[Given instruction]: Retype the material word for word.

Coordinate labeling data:
>>>

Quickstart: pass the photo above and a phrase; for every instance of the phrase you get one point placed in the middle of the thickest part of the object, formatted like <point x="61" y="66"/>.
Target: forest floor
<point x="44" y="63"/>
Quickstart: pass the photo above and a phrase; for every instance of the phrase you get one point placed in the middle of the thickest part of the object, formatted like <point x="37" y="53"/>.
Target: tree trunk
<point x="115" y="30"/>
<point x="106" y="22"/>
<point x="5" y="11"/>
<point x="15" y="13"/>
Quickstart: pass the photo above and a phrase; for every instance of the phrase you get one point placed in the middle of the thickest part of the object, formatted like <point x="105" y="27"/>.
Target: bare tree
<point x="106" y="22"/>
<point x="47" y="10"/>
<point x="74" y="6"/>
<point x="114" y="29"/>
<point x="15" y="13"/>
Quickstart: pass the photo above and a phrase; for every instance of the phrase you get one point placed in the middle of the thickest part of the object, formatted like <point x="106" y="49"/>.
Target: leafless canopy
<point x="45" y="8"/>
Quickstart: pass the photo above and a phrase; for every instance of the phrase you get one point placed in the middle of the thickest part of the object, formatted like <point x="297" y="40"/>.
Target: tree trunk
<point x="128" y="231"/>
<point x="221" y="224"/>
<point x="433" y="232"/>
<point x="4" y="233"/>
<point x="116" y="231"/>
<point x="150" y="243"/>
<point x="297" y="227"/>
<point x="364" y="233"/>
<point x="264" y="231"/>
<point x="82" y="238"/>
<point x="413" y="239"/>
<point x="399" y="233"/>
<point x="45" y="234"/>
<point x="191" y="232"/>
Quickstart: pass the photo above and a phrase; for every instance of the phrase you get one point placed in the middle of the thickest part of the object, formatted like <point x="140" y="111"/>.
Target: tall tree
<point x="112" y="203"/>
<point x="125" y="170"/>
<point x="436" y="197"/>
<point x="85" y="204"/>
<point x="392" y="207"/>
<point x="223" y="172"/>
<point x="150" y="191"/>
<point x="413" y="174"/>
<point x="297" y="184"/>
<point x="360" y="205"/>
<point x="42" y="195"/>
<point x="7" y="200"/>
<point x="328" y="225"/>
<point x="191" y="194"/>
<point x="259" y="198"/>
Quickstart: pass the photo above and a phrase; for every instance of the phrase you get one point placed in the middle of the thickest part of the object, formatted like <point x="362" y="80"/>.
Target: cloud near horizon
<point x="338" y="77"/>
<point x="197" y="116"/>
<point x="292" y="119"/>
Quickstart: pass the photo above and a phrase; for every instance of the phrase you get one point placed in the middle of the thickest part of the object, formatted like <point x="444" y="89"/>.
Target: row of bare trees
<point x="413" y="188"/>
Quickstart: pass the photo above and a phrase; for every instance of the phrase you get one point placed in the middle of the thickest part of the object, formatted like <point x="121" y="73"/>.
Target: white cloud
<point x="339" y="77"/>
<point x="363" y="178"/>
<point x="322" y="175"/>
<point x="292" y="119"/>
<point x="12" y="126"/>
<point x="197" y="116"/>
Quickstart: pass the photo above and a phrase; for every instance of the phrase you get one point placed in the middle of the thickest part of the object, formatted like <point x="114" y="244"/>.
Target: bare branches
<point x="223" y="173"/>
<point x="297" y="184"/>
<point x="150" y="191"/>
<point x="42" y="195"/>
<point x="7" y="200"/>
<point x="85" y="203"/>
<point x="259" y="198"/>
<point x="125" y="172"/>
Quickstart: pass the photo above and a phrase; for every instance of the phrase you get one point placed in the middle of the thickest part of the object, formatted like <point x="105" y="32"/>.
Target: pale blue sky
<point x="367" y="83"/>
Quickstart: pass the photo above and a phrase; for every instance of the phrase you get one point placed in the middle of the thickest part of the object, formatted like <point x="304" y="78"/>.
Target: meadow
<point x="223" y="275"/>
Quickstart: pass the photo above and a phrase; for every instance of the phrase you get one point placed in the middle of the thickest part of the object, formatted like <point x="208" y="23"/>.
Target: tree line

<<<

[The solution]:
Quickstart: pass the photo above and a phrase; for every instance of the phrase you get one point placed in the middle of the thickest part of the object, formatted like <point x="61" y="66"/>.
Target: forest floor
<point x="44" y="63"/>
Quickstart: pass the photo above and a phrase; for every instance of the phrase you get one point placed in the middle of the thickest part of the object, formatted like <point x="37" y="53"/>.
Target: tree trunk
<point x="115" y="30"/>
<point x="106" y="22"/>
<point x="5" y="11"/>
<point x="15" y="13"/>
Quickstart: pass the photo above and a phrase; for every instance of the phrase you get one point placed in the middle of the thickest part of the object, formatted like <point x="105" y="27"/>.
Target: bare tree
<point x="106" y="22"/>
<point x="47" y="10"/>
<point x="74" y="6"/>
<point x="114" y="29"/>
<point x="15" y="13"/>
Quickstart: pass the photo above and a phrase; for every instance of the phrase you get one point placed in the middle of the thickest part of the object, formatted like <point x="106" y="49"/>.
Target: leafless canopy
<point x="45" y="8"/>
Quickstart: pass the photo above and a phrase; for every instance of the phrase you get one point placed in the middle of the thickest part of the object, formatted like <point x="297" y="40"/>.
Target: tree trunk
<point x="128" y="231"/>
<point x="221" y="224"/>
<point x="433" y="232"/>
<point x="4" y="233"/>
<point x="116" y="231"/>
<point x="150" y="243"/>
<point x="297" y="227"/>
<point x="364" y="233"/>
<point x="264" y="231"/>
<point x="82" y="238"/>
<point x="413" y="239"/>
<point x="399" y="233"/>
<point x="45" y="234"/>
<point x="191" y="232"/>
Quickstart: pass the photo above and a phrase; for every instance of the phrase you get one point placed in the middle of the thickest part of the object, formatted like <point x="140" y="111"/>.
Target: tall tree
<point x="112" y="203"/>
<point x="125" y="170"/>
<point x="436" y="197"/>
<point x="85" y="204"/>
<point x="392" y="207"/>
<point x="223" y="172"/>
<point x="150" y="191"/>
<point x="413" y="174"/>
<point x="297" y="184"/>
<point x="360" y="205"/>
<point x="42" y="195"/>
<point x="7" y="200"/>
<point x="328" y="225"/>
<point x="191" y="194"/>
<point x="259" y="198"/>
Quickstart: pass the photo above and a phrase; for every instance of the phrase you get one point placed in the middle of the thickest part of the object, formatted like <point x="362" y="80"/>.
Target: cloud near horizon
<point x="338" y="77"/>
<point x="197" y="116"/>
<point x="292" y="119"/>
Quickstart: pass the photo above and a phrase; for every instance of the phrase you get one point placed in the middle of the thickest part of the object, formatted like <point x="444" y="89"/>.
Target: row of bare trees
<point x="413" y="188"/>
Quickstart: pass the photo above and a phrase; for every instance of the phrase you get one point placed in the middle of the thickest part of the object, formatted like <point x="121" y="73"/>.
Target: white cloud
<point x="339" y="77"/>
<point x="363" y="178"/>
<point x="322" y="175"/>
<point x="292" y="119"/>
<point x="12" y="126"/>
<point x="197" y="116"/>
Quickstart: pass the photo above and a phrase; for every instance of the phrase you get one point placed in the middle of the thickest part of the object, formatted like <point x="114" y="244"/>.
Target: bare branches
<point x="223" y="173"/>
<point x="297" y="184"/>
<point x="150" y="191"/>
<point x="42" y="195"/>
<point x="7" y="200"/>
<point x="85" y="203"/>
<point x="259" y="198"/>
<point x="125" y="172"/>
Quickstart: pass the photo above and a phrase; for every instance of the phrase you get one point placed in the middle of the thickest part of the object, formatted like <point x="105" y="32"/>.
Target: pale blue sky
<point x="367" y="83"/>
Quickstart: pass the photo above and a phrase; for every instance of the phrase you get one point placed in the middle of the thickest part of the object, formatted like <point x="304" y="78"/>.
Target: meadow
<point x="223" y="275"/>
Quickstart: pass the photo above and a phrase; for every instance of the phrase you get one point placed in the middle of the thickest part of the object, formatted like <point x="208" y="23"/>.
Target: tree line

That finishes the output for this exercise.